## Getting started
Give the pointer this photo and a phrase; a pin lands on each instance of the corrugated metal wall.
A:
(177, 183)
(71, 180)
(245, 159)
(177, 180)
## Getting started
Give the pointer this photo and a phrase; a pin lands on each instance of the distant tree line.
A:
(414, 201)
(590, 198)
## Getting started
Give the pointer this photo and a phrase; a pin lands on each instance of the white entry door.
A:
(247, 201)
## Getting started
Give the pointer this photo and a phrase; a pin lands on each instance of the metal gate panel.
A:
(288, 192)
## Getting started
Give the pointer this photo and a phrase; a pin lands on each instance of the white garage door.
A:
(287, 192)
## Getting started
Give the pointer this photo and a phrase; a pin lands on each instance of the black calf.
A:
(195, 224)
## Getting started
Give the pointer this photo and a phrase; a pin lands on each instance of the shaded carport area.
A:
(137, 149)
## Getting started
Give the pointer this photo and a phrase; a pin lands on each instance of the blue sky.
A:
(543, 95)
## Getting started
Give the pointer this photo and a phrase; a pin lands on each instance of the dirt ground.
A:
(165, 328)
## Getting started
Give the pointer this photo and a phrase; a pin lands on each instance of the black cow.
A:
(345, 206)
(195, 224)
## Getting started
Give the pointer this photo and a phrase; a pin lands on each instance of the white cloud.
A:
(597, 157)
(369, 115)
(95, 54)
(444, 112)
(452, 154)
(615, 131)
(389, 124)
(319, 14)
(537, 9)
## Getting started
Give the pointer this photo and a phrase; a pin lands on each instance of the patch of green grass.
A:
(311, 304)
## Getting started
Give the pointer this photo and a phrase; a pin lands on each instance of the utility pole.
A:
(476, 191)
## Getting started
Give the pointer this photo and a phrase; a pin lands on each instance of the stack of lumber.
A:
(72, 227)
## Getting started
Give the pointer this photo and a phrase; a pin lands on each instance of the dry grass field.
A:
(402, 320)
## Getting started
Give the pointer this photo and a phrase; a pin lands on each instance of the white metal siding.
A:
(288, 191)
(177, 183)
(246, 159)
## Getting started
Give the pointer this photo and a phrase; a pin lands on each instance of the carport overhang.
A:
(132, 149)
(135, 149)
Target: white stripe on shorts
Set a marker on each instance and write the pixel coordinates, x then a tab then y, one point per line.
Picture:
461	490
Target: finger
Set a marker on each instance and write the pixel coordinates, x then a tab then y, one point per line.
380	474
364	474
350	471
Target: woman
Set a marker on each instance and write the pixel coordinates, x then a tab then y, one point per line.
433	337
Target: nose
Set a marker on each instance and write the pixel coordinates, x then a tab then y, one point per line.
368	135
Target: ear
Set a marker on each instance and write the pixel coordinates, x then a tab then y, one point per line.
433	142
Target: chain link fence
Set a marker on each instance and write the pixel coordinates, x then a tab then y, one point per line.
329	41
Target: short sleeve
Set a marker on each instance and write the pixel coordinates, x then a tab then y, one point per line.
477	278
◆ ◆ ◆ ◆ ◆ ◆ ◆
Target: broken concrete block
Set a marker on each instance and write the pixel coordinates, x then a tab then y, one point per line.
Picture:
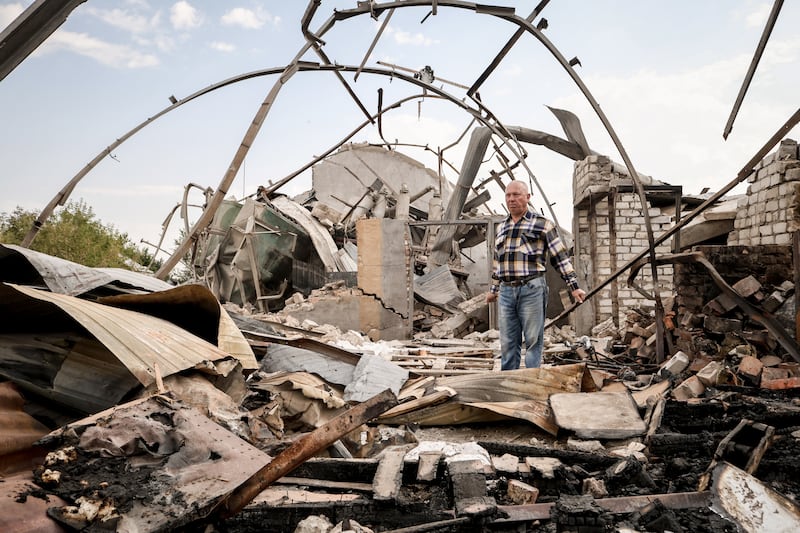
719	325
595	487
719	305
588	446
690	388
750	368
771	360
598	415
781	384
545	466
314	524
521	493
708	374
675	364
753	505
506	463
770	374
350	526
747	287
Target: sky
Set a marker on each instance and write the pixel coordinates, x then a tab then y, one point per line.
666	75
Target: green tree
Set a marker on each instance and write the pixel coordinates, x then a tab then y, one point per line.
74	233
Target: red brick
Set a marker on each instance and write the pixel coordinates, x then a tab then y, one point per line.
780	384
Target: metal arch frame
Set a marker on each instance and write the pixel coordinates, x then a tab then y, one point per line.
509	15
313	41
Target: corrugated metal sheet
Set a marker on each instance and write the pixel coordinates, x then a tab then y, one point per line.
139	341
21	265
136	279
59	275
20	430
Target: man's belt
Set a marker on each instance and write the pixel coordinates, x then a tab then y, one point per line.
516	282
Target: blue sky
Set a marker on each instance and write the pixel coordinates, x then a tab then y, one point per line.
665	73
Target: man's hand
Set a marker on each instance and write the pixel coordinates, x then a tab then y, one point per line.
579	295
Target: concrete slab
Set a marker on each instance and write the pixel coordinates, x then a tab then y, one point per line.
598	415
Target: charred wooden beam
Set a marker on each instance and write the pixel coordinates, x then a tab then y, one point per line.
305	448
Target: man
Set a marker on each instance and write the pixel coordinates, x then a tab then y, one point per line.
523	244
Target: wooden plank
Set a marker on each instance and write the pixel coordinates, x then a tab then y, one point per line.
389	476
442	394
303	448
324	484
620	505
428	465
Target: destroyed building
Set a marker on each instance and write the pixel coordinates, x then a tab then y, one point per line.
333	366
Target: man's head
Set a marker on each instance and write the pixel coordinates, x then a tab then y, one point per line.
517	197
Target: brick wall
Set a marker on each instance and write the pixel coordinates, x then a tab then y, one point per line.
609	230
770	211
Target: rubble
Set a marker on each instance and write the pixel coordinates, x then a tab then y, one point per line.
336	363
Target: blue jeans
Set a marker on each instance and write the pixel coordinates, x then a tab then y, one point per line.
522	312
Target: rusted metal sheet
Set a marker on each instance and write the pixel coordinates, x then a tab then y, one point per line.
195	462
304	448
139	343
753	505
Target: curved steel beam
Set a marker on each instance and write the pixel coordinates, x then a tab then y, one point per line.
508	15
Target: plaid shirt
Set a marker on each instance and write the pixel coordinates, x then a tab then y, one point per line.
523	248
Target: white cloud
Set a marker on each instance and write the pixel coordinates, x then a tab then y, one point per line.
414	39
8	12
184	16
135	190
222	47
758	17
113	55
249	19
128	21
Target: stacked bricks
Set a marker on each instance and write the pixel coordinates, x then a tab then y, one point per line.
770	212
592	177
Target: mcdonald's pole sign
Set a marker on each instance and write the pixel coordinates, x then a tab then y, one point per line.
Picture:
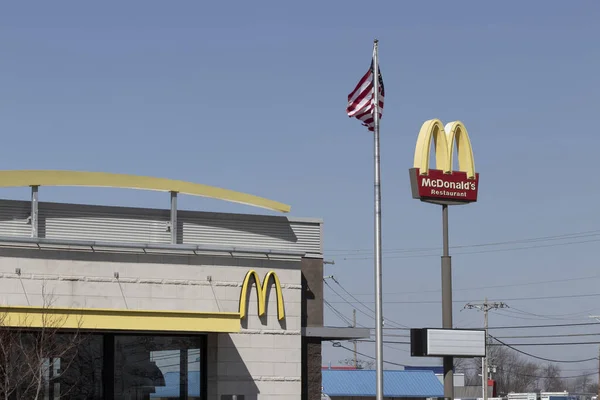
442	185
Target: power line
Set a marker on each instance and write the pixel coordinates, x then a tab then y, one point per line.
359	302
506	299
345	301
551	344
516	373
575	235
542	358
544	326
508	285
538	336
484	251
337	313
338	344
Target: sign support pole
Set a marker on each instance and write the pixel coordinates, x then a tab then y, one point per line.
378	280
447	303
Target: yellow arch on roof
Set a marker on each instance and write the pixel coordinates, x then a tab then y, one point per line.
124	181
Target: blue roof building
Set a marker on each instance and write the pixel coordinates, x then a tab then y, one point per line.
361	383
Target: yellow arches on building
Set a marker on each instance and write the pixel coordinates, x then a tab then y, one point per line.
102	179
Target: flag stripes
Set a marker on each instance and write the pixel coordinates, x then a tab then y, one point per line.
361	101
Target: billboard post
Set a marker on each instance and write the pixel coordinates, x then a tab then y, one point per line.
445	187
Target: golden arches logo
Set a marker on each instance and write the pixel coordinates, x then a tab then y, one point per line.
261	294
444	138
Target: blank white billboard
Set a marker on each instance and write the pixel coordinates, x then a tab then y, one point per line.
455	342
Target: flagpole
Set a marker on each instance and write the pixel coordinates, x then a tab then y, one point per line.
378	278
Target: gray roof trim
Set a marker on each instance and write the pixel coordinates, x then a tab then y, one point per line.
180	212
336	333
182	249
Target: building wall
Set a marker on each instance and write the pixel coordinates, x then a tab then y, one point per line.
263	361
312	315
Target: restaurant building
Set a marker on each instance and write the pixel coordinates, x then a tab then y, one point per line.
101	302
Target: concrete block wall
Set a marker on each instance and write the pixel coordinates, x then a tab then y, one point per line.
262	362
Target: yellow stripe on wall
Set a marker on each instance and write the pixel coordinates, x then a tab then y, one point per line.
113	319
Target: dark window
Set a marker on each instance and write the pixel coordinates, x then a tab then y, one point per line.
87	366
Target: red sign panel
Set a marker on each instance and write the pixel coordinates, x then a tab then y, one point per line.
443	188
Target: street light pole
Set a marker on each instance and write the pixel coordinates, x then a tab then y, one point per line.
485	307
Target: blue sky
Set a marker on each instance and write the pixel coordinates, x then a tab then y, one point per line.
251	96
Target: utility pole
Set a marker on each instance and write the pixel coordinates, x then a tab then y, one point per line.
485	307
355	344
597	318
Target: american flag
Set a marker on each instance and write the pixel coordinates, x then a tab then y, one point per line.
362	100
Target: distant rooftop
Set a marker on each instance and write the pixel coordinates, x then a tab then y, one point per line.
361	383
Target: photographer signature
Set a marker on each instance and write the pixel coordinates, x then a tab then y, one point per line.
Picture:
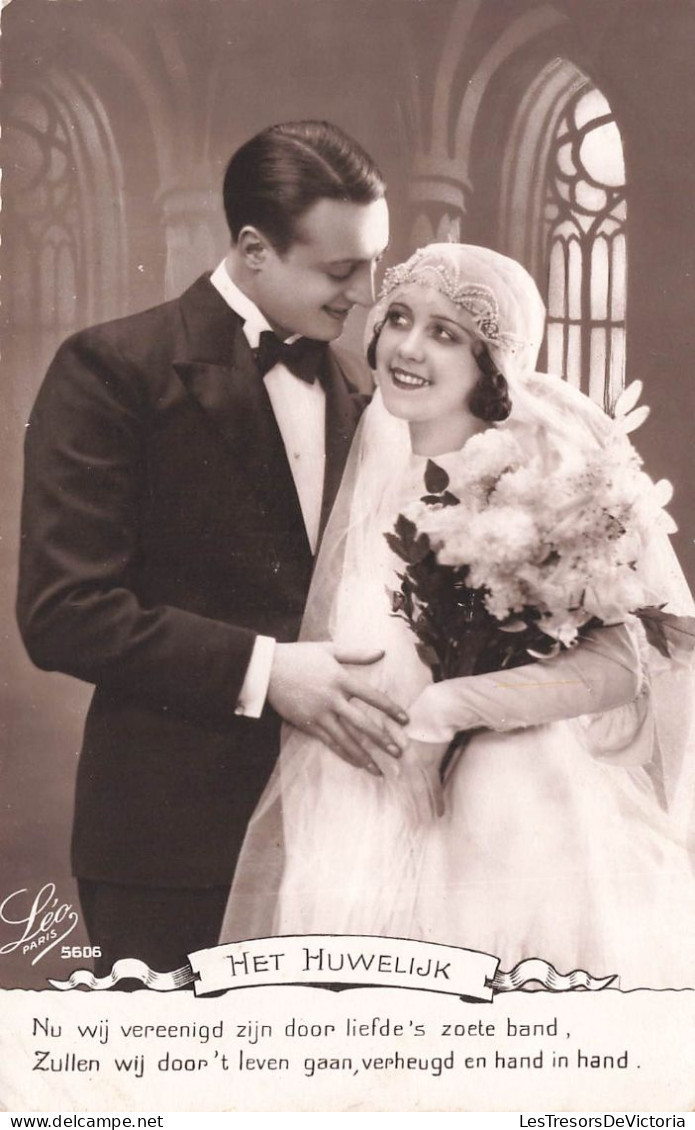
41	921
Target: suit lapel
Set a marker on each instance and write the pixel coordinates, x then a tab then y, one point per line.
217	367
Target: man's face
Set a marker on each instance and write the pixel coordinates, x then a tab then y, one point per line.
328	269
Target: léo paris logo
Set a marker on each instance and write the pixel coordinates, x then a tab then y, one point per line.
◆ ◆ ◆ ◆ ◆ ◆ ◆
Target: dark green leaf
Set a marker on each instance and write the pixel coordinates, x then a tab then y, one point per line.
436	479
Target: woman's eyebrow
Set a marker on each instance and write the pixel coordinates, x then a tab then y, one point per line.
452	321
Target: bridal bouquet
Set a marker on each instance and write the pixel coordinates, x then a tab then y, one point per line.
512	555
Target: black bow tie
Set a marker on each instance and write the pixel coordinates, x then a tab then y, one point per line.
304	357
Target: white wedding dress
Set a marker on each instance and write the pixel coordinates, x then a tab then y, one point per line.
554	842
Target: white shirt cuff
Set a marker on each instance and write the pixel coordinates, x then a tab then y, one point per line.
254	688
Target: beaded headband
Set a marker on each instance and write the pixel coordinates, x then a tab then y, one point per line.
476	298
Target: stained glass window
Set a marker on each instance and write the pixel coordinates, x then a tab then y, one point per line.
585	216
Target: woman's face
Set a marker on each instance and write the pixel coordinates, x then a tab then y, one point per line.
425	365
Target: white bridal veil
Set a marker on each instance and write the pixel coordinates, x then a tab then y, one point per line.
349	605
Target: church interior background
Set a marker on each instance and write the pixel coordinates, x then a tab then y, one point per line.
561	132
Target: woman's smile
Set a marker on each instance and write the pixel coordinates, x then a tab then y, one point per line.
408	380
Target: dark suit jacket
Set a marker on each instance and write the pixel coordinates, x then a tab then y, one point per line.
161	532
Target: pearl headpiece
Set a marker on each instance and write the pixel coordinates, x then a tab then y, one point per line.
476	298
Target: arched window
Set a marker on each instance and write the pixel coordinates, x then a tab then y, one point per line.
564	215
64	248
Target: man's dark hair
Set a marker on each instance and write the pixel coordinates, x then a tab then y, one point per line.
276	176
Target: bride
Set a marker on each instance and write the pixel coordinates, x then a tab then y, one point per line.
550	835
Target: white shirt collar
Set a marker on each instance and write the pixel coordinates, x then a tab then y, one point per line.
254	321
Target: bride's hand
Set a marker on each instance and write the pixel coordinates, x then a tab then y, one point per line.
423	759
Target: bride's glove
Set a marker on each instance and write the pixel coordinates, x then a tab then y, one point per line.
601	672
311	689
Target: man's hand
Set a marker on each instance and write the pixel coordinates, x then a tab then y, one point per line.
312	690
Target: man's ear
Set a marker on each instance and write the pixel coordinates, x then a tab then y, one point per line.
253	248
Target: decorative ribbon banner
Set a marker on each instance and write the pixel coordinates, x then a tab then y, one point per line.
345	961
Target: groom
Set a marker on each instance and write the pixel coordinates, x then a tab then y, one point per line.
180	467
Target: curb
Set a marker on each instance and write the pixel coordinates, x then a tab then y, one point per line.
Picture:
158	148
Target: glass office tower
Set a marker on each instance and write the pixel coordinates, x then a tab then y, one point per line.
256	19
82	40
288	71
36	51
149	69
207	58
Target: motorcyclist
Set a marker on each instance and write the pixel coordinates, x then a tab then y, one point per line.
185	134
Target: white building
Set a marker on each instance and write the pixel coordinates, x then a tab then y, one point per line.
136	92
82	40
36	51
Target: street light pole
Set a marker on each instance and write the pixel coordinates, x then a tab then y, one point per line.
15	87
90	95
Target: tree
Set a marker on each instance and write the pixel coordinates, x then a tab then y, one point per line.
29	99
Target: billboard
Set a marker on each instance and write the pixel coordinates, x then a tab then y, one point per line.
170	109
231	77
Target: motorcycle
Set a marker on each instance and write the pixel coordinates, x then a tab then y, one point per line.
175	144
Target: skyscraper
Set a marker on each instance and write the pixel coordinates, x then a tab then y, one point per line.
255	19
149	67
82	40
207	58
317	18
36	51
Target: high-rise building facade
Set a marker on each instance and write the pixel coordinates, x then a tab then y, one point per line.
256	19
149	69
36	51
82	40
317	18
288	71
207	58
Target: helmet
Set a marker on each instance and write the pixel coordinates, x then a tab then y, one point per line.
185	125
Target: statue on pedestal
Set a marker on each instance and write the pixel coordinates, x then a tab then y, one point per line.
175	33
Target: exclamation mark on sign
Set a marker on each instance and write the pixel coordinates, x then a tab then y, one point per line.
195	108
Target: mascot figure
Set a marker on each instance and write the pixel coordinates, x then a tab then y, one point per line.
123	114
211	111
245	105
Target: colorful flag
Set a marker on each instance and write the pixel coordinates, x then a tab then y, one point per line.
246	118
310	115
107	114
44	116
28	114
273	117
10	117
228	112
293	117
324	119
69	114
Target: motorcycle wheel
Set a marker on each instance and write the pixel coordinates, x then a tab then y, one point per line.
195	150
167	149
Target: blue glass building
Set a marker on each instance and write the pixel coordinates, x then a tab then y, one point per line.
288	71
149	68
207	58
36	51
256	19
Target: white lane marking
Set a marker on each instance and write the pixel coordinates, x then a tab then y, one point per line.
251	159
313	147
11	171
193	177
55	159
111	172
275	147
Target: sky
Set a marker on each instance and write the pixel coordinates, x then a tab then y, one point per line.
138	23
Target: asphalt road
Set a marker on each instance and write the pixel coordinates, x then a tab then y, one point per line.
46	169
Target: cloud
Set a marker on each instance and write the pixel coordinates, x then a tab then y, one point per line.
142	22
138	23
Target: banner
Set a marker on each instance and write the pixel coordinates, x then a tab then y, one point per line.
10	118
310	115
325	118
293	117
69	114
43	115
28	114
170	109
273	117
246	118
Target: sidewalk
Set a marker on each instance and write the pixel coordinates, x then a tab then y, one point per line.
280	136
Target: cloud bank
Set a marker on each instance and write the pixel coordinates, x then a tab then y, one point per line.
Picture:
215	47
◆ ◆ ◆ ◆ ◆ ◆ ◆
● DIRECTIONS
Copy out each line of the material that holds the word "building".

● TASK OUTPUT
Target: destroyed building
Target: blue roof building
Target: yellow arches on building
Target: building wall
Target: restaurant building
Target: white building
Target: high-rise building facade
Target: blue glass building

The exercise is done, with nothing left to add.